Exercise requirements:
• A. In the post on income and happiness, what income level did Kahneman (2010) report as the point above which extra income had no association with greater happiness?
• B. Carry on writing the post on income and happiness, picking up right after its final sentence.
==== Passage given ====
Welcome to The Nonlinear Library, where we use Text-to-Speech software to convert the best writing from the Rationalist and EA communities into audio. This is: Against a Happiness Ceiling: Replicating Killingsworth & Kahneman (2022), published by charlieh943 on May 29, 2024 on The Effective Altruism Forum.
Epistemic Status: somewhat confident: I may have made coding mistakes. R code is here if you feel like checking.
Introduction:
In their 2022 article, Matthew Killingsworth and Daniel Kahneman looked to reconcile the results from two of their papers. Kahneman (2010) had reported that above a certain income level ($75,000 USD), extra income had no association with increases in individual happiness.
Killingsworth (2021) suggested that it did.
Kahneman and Killingsworth (henceforth KK) claimed they had resolved this conflict. They hypothesized correctly that:
1. There is an unhappy minority, whose unhappiness diminishes with rising income up to a threshold, then shows no further progress
2. In the happier majority, happiness continues to rise with income even in the high range of incomes
1) refers to Kahnemann's leveling off finding; 2) refers to Kllingsworth's continued log-linear finding.
(More info on this discussion can be found in
Spencer Greenberg's thoroughly enjoyable blog post
. Spencer goes into the correlation/causation debate which I don't go into here.)
==== Dataset content ====
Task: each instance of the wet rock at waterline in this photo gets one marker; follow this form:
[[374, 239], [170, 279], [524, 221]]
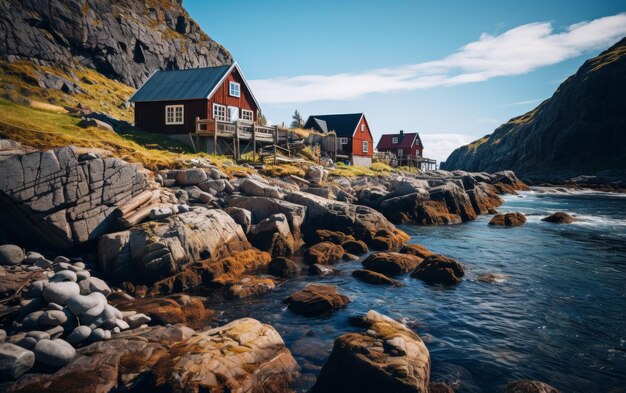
====
Results of the exercise:
• A. $75,000 USD.

• B.
Here, I reproduce these findings from KK (2022) using a different dataset - the 2012 Health Survey for England. This dataset is smaller (n= 7,179, rather than 33,391), and uses a different collection technique. The NHS's wellbeing variable was collated from 14 individual responses to a self-questionnaire, whilst the KK variable uses experience-sampling: i.e. pinging participants at random points in the day.
KK regard experience sampling as the gold-standard, and whilst the NHS data had around 100,000 data points on wellbeing, the KK data had over 1.7 million experience-sampling reports.
So, you might be thinking: why bother to replicate the paper with worse NHS data? The first answer is a mixture of convenient access through my uni and personal curiosity.
Though, I also think this analysis had some useful insights for others too. The KK paper looked solely at hedonic wellbeing - asking participants, "how do you feel right now?". Whereas, the wellbeing scale here (WEMWBS) looks to capture hedonic and eudaimonic aspects, including questions about immediate emotional experience and life satisfaction. (More about the variable is here.[1]) Given this, taken together with other minor differences - e.g.
surveys versus experience pings; UK adults, rather than US employees -I felt it would be somewhat surprising if the KK findings replicated on the NHS data.
… And, they did.
Summary of Findings
Overall, I found similar results to Killingsworth and Kahnemann (2022) in 4 notable respects:
1. There is a linear relationship between log income and median happiness, although this relationship is small
2. For a large proportion of the population (i.e. at p=50, 70, 85), this log-linear relationship continued above a fairly high income threshold (£50,000 in 2012), and:
3. For a small minority (p=85) the slope of the log-linear graph increased slightly (although not significantly)
4. For a large minority of the population (p = 5, 10, … 35), extra income had no association with increased levels of happiness.
This constitutes a small update towards the KK findings, and thus against the view that there is a 'happiness ceiling' which the happiest in society have already reached.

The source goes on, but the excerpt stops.